** Work task **
Repeat nothing but the lines below running from the one containing "Guideline: for each instance of the orange" to the one containing "Guideline: for each instance of the black". Keep both end lines.

Natural-language object grounding data

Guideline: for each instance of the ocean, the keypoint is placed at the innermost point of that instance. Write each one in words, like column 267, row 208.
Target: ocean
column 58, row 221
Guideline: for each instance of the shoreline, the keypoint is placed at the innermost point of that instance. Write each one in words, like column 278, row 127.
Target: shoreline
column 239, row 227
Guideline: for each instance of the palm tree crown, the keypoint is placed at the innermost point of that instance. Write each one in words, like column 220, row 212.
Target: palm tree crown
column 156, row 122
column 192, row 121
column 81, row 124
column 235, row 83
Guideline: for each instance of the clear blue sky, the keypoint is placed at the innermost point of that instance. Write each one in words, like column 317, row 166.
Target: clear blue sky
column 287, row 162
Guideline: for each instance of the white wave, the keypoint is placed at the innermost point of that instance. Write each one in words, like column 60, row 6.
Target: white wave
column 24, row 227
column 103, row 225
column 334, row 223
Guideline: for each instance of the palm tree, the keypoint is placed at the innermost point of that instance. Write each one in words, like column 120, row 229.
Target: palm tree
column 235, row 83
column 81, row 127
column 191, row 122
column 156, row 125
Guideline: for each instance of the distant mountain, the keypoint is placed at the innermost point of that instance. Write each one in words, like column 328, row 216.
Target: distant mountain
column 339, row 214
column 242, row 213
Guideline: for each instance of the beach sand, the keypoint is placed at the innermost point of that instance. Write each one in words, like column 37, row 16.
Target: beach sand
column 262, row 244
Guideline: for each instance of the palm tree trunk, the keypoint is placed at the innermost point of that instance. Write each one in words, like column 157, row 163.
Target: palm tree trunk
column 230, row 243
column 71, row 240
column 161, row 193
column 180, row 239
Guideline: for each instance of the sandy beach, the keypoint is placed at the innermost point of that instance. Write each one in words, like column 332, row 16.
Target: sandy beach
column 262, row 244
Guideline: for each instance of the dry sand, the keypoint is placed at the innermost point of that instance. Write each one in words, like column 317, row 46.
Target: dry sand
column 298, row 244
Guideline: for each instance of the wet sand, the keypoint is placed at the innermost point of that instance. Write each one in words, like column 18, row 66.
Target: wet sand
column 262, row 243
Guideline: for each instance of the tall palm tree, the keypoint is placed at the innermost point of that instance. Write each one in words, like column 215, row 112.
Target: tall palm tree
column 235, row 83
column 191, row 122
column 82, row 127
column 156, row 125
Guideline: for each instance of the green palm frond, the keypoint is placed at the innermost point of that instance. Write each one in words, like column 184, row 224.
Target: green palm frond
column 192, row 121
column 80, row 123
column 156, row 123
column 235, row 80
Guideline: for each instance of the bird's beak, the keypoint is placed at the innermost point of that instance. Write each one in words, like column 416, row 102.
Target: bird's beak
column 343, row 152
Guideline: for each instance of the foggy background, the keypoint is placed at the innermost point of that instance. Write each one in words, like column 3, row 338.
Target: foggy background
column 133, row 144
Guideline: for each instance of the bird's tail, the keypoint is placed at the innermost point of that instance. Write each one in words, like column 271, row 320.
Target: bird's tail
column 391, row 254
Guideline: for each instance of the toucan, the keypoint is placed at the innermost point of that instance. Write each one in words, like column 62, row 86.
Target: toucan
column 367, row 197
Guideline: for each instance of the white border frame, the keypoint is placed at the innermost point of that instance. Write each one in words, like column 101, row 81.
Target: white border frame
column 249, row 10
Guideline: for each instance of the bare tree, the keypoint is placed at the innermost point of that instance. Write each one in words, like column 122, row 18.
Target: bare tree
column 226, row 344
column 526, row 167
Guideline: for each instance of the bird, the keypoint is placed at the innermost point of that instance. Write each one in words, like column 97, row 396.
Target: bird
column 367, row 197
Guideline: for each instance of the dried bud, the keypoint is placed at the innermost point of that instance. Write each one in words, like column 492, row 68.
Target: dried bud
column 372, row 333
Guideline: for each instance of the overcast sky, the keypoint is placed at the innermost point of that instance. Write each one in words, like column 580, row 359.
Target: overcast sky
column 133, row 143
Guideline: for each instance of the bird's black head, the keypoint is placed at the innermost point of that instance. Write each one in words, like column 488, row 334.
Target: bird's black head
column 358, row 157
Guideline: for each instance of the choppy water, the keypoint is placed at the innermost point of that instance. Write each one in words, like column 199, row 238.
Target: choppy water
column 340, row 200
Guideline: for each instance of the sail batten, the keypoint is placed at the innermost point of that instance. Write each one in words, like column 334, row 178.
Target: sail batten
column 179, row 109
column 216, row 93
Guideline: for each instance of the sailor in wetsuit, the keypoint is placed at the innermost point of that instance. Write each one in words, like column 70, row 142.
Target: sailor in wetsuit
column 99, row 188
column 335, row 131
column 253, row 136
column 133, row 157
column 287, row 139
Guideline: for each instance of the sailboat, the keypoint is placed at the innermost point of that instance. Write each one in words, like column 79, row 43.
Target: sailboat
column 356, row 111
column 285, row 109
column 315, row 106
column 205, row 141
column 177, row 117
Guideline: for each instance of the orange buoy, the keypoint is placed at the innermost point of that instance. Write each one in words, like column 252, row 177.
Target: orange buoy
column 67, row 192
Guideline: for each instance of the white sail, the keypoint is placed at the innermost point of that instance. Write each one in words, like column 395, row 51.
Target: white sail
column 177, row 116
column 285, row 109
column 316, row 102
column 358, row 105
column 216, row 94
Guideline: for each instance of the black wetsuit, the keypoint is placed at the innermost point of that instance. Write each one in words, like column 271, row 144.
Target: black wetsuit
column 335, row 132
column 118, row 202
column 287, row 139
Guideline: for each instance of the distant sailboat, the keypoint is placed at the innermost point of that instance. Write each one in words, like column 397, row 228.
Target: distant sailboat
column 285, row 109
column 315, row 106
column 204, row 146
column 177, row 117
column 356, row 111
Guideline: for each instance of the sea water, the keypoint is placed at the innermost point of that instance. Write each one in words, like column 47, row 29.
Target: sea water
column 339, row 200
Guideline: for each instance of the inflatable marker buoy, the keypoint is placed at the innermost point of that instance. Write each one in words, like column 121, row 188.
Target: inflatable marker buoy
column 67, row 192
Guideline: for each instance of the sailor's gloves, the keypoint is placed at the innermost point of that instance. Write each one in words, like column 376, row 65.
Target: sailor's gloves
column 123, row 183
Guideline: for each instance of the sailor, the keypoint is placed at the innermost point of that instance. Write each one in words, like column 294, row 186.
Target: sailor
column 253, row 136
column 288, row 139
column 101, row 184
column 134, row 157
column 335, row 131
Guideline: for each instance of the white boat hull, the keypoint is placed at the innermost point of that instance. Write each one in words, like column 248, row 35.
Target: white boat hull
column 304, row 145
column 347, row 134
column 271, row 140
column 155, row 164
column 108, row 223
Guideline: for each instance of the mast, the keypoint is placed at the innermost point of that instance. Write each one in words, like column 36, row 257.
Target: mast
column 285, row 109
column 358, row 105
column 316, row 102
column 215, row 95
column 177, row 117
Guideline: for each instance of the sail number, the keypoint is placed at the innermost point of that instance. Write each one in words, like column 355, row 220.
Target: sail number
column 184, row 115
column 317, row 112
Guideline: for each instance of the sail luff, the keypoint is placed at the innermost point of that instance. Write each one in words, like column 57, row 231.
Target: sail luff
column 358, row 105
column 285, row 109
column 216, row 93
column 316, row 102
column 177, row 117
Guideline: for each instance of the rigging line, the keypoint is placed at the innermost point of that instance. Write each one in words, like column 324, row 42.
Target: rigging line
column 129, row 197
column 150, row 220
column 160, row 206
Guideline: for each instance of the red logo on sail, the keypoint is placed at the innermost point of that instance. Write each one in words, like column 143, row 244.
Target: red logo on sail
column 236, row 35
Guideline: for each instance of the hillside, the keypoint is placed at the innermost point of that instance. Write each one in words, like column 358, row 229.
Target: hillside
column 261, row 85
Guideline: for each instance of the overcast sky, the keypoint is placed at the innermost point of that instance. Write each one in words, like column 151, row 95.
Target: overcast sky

** Result for this task **
Guideline: for each instance of the orange buoy, the keypoint is placed at the innermost point of that instance. Write each one in words, like column 252, row 177.
Target: orange buoy
column 67, row 192
Guideline: for each instance of the white sail, the keypoint is placed at the innermost point of that instance. Write each one in words, like column 395, row 51.
Target: white sail
column 177, row 116
column 285, row 109
column 316, row 102
column 358, row 105
column 216, row 94
Guideline: for each instance of the black wetsuit, the keypoint is placed at the innermost point of that instance. Write each one in words, like column 271, row 144.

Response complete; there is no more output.